═══ DATA ═══

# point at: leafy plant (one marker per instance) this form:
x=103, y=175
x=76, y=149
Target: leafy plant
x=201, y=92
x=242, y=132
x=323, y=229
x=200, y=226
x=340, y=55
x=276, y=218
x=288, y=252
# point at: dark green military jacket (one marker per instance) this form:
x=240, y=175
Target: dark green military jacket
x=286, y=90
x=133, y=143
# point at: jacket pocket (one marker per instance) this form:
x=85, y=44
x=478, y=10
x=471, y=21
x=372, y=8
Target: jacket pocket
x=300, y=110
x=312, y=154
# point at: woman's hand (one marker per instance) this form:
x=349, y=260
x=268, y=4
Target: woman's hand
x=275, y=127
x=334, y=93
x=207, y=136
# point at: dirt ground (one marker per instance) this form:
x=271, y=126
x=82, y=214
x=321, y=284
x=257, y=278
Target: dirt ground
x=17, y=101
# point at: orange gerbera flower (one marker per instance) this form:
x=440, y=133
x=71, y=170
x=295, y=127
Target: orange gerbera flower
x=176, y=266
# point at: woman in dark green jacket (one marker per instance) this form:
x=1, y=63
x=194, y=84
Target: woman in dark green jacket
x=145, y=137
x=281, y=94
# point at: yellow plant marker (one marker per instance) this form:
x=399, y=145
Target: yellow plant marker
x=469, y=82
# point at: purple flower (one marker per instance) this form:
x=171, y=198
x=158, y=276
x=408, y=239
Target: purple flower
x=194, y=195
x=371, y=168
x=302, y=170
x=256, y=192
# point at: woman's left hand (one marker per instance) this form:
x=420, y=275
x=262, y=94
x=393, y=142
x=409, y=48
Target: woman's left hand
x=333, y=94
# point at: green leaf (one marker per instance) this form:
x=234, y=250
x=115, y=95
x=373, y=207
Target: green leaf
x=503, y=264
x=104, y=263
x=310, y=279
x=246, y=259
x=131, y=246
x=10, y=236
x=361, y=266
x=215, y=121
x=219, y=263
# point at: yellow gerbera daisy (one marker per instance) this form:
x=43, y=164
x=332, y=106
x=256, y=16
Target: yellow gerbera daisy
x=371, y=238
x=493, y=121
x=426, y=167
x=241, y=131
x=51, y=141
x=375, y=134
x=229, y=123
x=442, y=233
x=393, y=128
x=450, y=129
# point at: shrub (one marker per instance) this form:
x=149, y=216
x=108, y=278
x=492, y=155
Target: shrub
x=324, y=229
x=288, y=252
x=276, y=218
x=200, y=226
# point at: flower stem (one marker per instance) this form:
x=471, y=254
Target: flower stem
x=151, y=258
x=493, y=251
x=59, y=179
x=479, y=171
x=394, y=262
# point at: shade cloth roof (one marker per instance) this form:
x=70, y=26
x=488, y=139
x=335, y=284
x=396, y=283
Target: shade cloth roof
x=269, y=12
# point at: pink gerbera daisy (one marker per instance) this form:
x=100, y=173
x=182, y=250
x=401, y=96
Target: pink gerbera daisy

═══

** ACTION ITEM **
When a line of the records holds the word "pink", copy that line.

** TASK OUTPUT **
# point at: pink gerbera daisy (one marker per instance) this form:
Target: pink gerbera daisy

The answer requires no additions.